La Belgique veut réduire l’influence de l’Arabie saoudite sur sa communauté musulmane

23 - Novembre - 2017

Le statut de la Grande Mosquée de Bruxelles est contesté : la volonté de la diplomatie belge est de rompre une convention qui lie les deux Etats depuis 1969.
Le minaret de la Grande Mosquée de Bruxelles, le 3 octobre 2017.
La diplomatie belge a entrepris récemment une opération délicate pour tenter de « déradicaliser » le culte musulman dans le pays : une délégation s’est rendue à Riyad avec l’objectif de rompre une convention qui lie les deux Etats depuis 1969. Cet accord, conclu alors à l’initiative des deux familles royales régnantes, avait confié aux Saoudiens les clés du Pavillon oriental, un vaste bâtiment dans le quartier européen de Bruxelles, devenu le siège de la Grande Mosquée de la ville.
Ce bail, établi pour 99 ans en principe, a permis au régime saoudien d’assurer un contrôle direct sur une partie de la communauté musulmane belge, au travers de ce lieu très fréquenté et du Centre islamique et culturel (CICB), son bras administratif, lié à la Ligue islamique mondiale qui le finance en grande partie. Entre 1978 et 1998 (date de la création d’un Exécutif des musulmans), le CICB a été le seul interlocuteur des autorités publiques. Sous son égide, un réseau de librairies, de centres d’enseignement et de lieux de formation diffusant un message radical, auprès de jeunes notamment, s’est progressivement implanté. Le CICB pouvait aussi sélectionner les professeurs de religion, pour un culte enseigné dans les écoles depuis sa reconnaissance officielle en 1974.

■ Informations ■
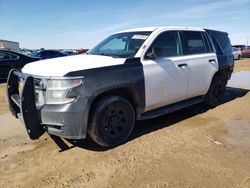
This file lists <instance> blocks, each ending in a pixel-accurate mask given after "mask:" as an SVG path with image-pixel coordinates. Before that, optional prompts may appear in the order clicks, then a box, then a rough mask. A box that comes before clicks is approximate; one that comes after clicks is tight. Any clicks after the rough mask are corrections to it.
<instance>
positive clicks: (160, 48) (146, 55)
mask: <svg viewBox="0 0 250 188" xmlns="http://www.w3.org/2000/svg"><path fill="white" fill-rule="evenodd" d="M162 54H163V50H162V48H159V47H153V48H152V47H151V48H149V49H148V51H147V52H146V54H145V58H146V59H156V58H157V57H161V56H162Z"/></svg>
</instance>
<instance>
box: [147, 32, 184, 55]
mask: <svg viewBox="0 0 250 188" xmlns="http://www.w3.org/2000/svg"><path fill="white" fill-rule="evenodd" d="M150 52H152V53H154V54H155V55H156V57H173V56H179V55H181V54H182V52H181V47H180V40H179V36H178V33H177V31H167V32H164V33H162V34H160V35H159V36H158V37H157V38H156V39H155V41H154V42H153V43H152V45H151V47H150V48H149V49H148V51H147V54H148V53H150Z"/></svg>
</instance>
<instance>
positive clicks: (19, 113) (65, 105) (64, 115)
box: [7, 70, 90, 139]
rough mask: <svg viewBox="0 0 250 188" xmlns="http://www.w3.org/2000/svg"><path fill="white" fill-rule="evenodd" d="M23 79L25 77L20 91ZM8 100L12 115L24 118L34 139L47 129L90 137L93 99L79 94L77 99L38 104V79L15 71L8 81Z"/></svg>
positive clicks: (56, 131)
mask: <svg viewBox="0 0 250 188" xmlns="http://www.w3.org/2000/svg"><path fill="white" fill-rule="evenodd" d="M19 78H22V79H23V80H24V84H23V89H22V91H21V93H19V90H18V87H19ZM7 99H8V104H9V108H10V111H11V112H12V114H13V115H14V116H15V117H16V118H18V119H20V120H21V122H22V123H23V124H24V126H25V127H26V130H27V133H28V135H29V136H30V138H31V139H38V138H39V137H40V136H41V135H43V134H44V133H45V132H46V131H47V132H48V133H49V134H53V135H57V136H60V137H64V138H69V139H83V138H86V133H87V122H88V113H89V108H90V107H89V106H90V105H89V99H88V98H87V97H84V96H79V97H77V98H76V99H75V101H74V102H72V103H68V104H60V105H47V104H45V105H43V106H40V107H37V106H36V99H35V84H34V78H33V77H32V76H30V75H26V74H22V73H20V72H18V71H15V70H12V71H11V72H10V74H9V77H8V81H7Z"/></svg>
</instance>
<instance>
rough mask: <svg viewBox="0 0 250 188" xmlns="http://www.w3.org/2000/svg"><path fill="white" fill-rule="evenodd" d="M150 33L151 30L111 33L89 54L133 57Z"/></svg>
mask: <svg viewBox="0 0 250 188" xmlns="http://www.w3.org/2000/svg"><path fill="white" fill-rule="evenodd" d="M150 33H151V32H127V33H118V34H114V35H111V36H110V37H108V38H106V39H105V40H103V41H102V42H101V43H99V44H98V45H97V46H96V47H94V48H93V49H91V50H90V51H89V52H88V54H93V55H105V56H111V57H119V58H132V57H134V56H135V54H136V52H137V51H138V50H139V49H140V47H141V46H142V44H143V43H144V41H145V40H146V39H147V38H148V36H149V35H150Z"/></svg>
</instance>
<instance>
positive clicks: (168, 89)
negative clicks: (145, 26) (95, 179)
mask: <svg viewBox="0 0 250 188" xmlns="http://www.w3.org/2000/svg"><path fill="white" fill-rule="evenodd" d="M233 68H234V60H233V51H232V46H231V42H230V40H229V37H228V34H227V33H226V32H220V31H213V30H208V29H202V28H189V27H152V28H139V29H138V28H137V29H131V30H126V31H121V32H118V33H115V34H112V35H111V36H109V37H108V38H106V39H105V40H103V41H102V42H100V43H99V44H98V45H97V46H96V47H94V48H93V49H91V50H89V51H88V53H87V54H85V55H76V56H70V57H67V58H56V59H48V60H44V61H40V62H35V63H32V64H28V65H26V66H25V67H24V68H23V69H22V70H21V71H15V70H13V71H11V72H10V76H9V80H8V83H7V98H8V103H9V107H10V110H11V112H12V114H13V115H14V116H15V117H16V118H17V117H18V118H20V120H22V122H23V124H24V125H25V127H26V129H27V133H28V134H29V136H30V138H31V139H38V138H39V137H40V136H41V135H42V134H44V133H45V131H47V132H48V133H49V134H51V135H57V136H60V137H64V138H68V139H83V138H86V137H87V134H88V136H90V138H92V139H93V140H94V141H95V142H96V143H98V144H99V145H101V146H105V147H113V146H116V145H117V144H120V143H122V142H123V141H124V140H126V139H127V138H128V136H129V135H130V134H131V132H132V130H133V127H134V122H135V120H142V119H148V118H154V117H157V116H160V115H163V114H166V113H171V112H173V111H175V110H180V109H182V108H185V107H188V106H191V105H194V104H197V103H200V102H205V103H206V104H207V105H209V106H211V107H215V106H217V105H219V104H220V103H221V102H222V101H223V95H224V91H225V87H226V84H227V81H228V79H230V76H231V73H232V72H233ZM18 80H21V83H20V85H21V86H22V90H21V92H18Z"/></svg>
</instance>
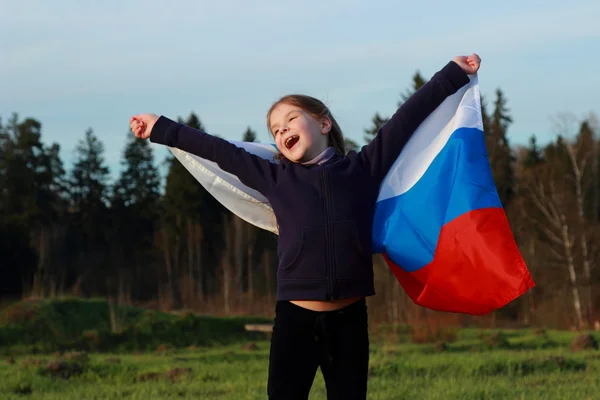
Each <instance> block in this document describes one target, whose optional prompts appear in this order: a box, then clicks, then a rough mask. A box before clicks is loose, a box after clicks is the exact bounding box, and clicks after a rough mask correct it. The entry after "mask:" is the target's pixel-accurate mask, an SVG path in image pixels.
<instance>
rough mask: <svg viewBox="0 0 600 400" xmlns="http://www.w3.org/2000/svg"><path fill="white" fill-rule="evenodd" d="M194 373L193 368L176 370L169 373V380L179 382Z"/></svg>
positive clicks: (167, 376) (173, 370)
mask: <svg viewBox="0 0 600 400" xmlns="http://www.w3.org/2000/svg"><path fill="white" fill-rule="evenodd" d="M191 373H192V369H191V368H174V369H172V370H170V371H168V372H167V374H166V375H167V378H169V379H170V380H172V381H175V380H178V379H180V378H182V377H185V376H187V375H189V374H191Z"/></svg>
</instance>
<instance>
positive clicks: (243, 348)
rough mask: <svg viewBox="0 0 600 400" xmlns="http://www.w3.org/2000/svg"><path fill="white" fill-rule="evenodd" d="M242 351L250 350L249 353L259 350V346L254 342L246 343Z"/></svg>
mask: <svg viewBox="0 0 600 400" xmlns="http://www.w3.org/2000/svg"><path fill="white" fill-rule="evenodd" d="M242 350H249V351H254V350H258V345H257V344H256V343H254V342H250V343H246V344H244V345H243V346H242Z"/></svg>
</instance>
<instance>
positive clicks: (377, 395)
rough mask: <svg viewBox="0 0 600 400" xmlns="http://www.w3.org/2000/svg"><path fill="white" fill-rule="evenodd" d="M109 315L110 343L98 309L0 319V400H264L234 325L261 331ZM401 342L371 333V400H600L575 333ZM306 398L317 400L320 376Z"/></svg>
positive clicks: (254, 369)
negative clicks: (126, 399) (446, 399)
mask: <svg viewBox="0 0 600 400" xmlns="http://www.w3.org/2000/svg"><path fill="white" fill-rule="evenodd" d="M117 312H118V315H119V318H120V324H121V330H120V331H119V332H118V333H115V332H113V329H112V328H111V323H110V312H109V308H108V305H107V304H106V302H104V301H100V300H91V301H84V300H80V299H60V300H54V301H35V302H34V301H24V302H19V303H15V304H12V305H10V306H9V307H7V308H5V309H3V310H1V311H0V398H1V399H24V398H27V399H42V398H43V399H50V400H53V399H61V400H70V399H83V398H84V399H120V398H128V399H143V400H149V399H166V398H181V399H198V398H202V399H264V398H266V393H265V388H266V380H267V368H268V352H269V342H268V340H266V338H265V336H264V335H263V334H250V333H248V332H245V331H244V330H243V324H244V323H248V322H267V321H268V320H264V319H259V318H209V317H199V316H195V315H192V314H179V315H175V314H167V313H160V312H156V311H148V310H142V309H137V308H123V309H118V310H117ZM90 332H94V333H93V334H92V333H90ZM410 332H411V330H410V327H405V326H402V327H387V328H386V327H383V328H381V327H379V328H378V329H377V331H374V332H373V334H372V345H371V357H370V376H369V396H368V398H369V399H386V400H387V399H444V400H446V399H465V400H471V399H473V400H474V399H486V400H487V399H595V398H598V395H597V393H600V351H598V350H593V349H592V350H584V351H577V352H574V351H571V350H570V345H571V342H572V341H573V339H574V338H575V337H576V336H577V335H578V334H577V333H573V332H558V331H543V330H534V329H523V330H503V331H487V330H481V329H460V330H458V331H456V332H455V334H454V335H453V336H452V337H455V338H456V340H454V341H451V342H449V343H448V342H447V343H436V344H414V343H411V341H410V338H411V333H410ZM595 335H596V339H600V337H598V333H595ZM249 344H252V346H248V345H249ZM57 350H58V352H57V353H53V352H56V351H57ZM73 350H78V351H80V350H85V351H87V352H73ZM310 398H311V399H325V398H326V396H325V386H324V382H323V378H322V376H321V374H320V372H319V373H317V376H316V378H315V383H314V385H313V389H312V392H311V397H310Z"/></svg>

■ Consigne A ■
Dans l'article sur la Grande Mosquée de Bruxelles, en quelle année a été conclue la convention qui lie la Belgique et l'Arabie saoudite ?
■ Consigne B ■
Poursuivez l'article sur la Grande Mosquée de Bruxelles après sa dernière phrase.

■ Résultat A ■
En 1969.

■ Résultat B ■
Le développement du terrorisme islamiste pousse désormais le monde politique belge à réagir face aux ingérences étrangères. Après avoir délégué la gestion du culte musulman à l’Arabie saoudite – et en partie aussi à la Turquie et au Maroc –, les autorités publiques veulent en reprendre le contrôle. Une commission parlementaire, constituée après les attentats de Paris en novembre 2015 et de Bruxelles en mars 2016, a formulé une série de recommandations, dont celle d’endiguer le « salafo-wahhabisme » diffusé, selon les députés, à partir de la Grande Mosquée. Les conclusions du rapport évoquent « un danger pour l’Etat de droit », alimenté par un courant qui contient des « ferments » et des « catalyseurs » du repli communautaire et de la polarisation de la société. Assurer « la transparence »
Auditionnés par les députés, deux responsables de la Grande Mosquée ont livré un témoignage très ambigu sur le respect, par leur organisation, des principes de la Constitution belge et de la Convention européenne des droits de l’homme. Ils ont aussi promis de chercher à obtenir une reconnaissance officielle, ce qui entraînerait un financement de leurs imams par l’Etat en échange d’un accroissement du contrôle exercé par les autorités. Jusqu’ici, aucune demande n’a cependant été introduite.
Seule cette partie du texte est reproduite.